§ REQUIREMENT 1
In the post about quitting Twitter, what song came on the radio during the drive home?
§ REQUIREMENT 2
From the post about quitting Twitter, reproduce word for word the passage that starts with "I don’t mean" and ends with "up even worse.".

*** SUPPLIED PASSAGE

Quitting Twitter – a Lesson from the Diner

Quitting Twitter

On the drive home I convinced myself it was time to close my Twitter account. Then Tom’s Diner came on the radio.

I am waiting
At the counter
For the man
To pour the coffee

And he fills it
Only halfway
And before
I even argue

He is looking
Out the window
At somebody
Coming in

Sometimes when I’m on Twitter I feel like the person waiting for the cup of coffee. I feel like a person who is watching other people who are waiting for each other and there I am, standing by. And I know – from experience – that if I take part in some of those conversations between those people I can get in trouble.

I don’t mean to butt in unwanted. After all (I figure) if they are conversing on Twitter it’s an open conversation, isn’t it? Especially if one of the people re-tweeted something the other person said as if to say, “Hey, look what my friend just said. Isn’t it interesting?”

But it turns out I’m wrong about some of those conversations. They don’t want new voices. Or at least they don’t want new voices that aren’t in agreement with the current speakers. Perhaps you’ve seen it too. You try to add a different take on things and get shut down.

It’s happened to me, and more often than not I can’t see what I said that was so wrong. But there must be something because there are times when I’ve not only been told I am out of line but I am also quite clearly given to understand that my subsequent attempts to straighten things out are merely mucking it up even worse.

******
*** STORED ROWS

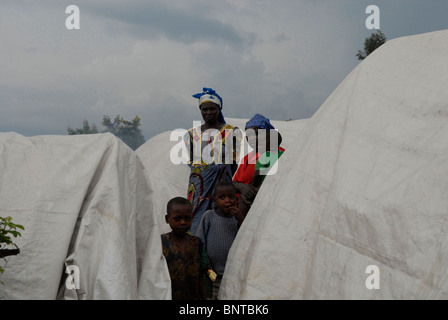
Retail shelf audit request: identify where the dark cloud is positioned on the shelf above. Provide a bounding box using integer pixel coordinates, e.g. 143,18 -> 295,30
86,1 -> 250,48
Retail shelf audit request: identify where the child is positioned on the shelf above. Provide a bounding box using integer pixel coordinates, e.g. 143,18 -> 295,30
233,114 -> 285,216
162,197 -> 210,300
196,181 -> 244,300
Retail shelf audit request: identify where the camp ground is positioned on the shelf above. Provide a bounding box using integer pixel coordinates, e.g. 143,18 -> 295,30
0,31 -> 448,300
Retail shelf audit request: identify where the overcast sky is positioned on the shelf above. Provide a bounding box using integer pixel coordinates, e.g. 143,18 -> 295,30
0,0 -> 448,139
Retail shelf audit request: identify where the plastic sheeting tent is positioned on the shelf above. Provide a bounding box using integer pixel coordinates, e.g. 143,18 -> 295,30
0,133 -> 171,299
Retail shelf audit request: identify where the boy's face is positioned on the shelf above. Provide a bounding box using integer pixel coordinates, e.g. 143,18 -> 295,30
165,204 -> 193,234
215,186 -> 237,214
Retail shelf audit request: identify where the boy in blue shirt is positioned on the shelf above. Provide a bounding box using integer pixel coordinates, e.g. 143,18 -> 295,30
196,181 -> 244,300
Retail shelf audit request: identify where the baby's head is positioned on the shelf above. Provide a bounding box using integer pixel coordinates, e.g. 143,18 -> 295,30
165,197 -> 193,234
214,181 -> 237,214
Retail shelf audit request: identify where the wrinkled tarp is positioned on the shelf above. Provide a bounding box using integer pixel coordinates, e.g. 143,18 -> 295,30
220,31 -> 448,299
0,133 -> 171,299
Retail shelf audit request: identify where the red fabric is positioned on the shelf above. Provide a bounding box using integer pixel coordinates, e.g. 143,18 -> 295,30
233,150 -> 260,184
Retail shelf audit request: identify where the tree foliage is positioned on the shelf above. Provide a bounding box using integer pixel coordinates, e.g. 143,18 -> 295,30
356,30 -> 387,60
67,115 -> 145,150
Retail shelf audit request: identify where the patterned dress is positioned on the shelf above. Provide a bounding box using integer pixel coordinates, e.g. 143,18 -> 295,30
184,124 -> 242,234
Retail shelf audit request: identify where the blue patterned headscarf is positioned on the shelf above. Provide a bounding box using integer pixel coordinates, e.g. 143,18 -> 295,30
193,88 -> 226,124
244,113 -> 275,130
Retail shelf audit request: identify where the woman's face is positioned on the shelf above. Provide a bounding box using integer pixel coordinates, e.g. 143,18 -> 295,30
201,102 -> 219,123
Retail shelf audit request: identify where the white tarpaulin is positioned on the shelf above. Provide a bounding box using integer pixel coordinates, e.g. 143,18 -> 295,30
220,31 -> 448,299
0,133 -> 171,299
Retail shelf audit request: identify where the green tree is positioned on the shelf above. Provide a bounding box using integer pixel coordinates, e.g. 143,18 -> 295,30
356,30 -> 387,60
0,217 -> 25,274
67,115 -> 145,150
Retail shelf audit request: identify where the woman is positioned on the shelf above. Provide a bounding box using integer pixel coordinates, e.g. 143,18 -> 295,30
185,88 -> 242,234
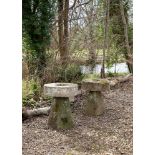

******

§ CORRECT OUTPUT 1
Tom's Diner

§ CORRECT OUTPUT 2
I don’t mean to butt in unwanted. After all (I figure) if they are conversing on Twitter it’s an open conversation, isn’t it? Especially if one of the people re-tweeted something the other person said as if to say, “Hey, look what my friend just said. Isn’t it interesting?”

But it turns out I’m wrong about some of those conversations. They don’t want new voices. Or at least they don’t want new voices that aren’t in agreement with the current speakers. Perhaps you’ve seen it too. You try to add a different take on things and get shut down.

It’s happened to me, and more often than not I can’t see what I said that was so wrong. But there must be something because there are times when I’ve not only been told I am out of line but I am also quite clearly given to understand that my subsequent attempts to straighten things out are merely mucking it up even worse.